You are asked to reproduce the listing exactly and to omit its pictures.
######
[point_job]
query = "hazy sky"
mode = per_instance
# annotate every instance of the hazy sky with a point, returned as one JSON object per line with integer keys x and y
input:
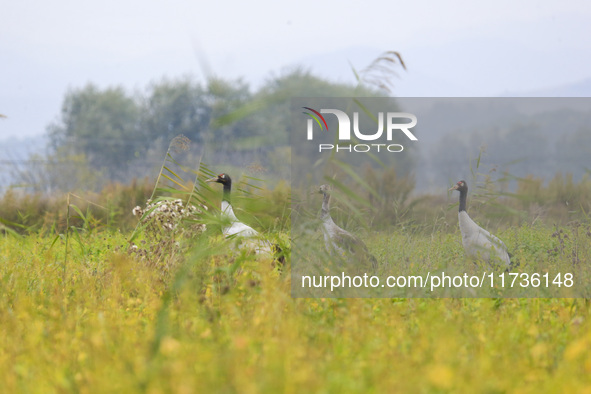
######
## Answer to this exercise
[point_job]
query = "hazy sky"
mode = per_instance
# annotate every instance of the hazy sky with a point, returned as one JSON object per line with integer keys x and y
input:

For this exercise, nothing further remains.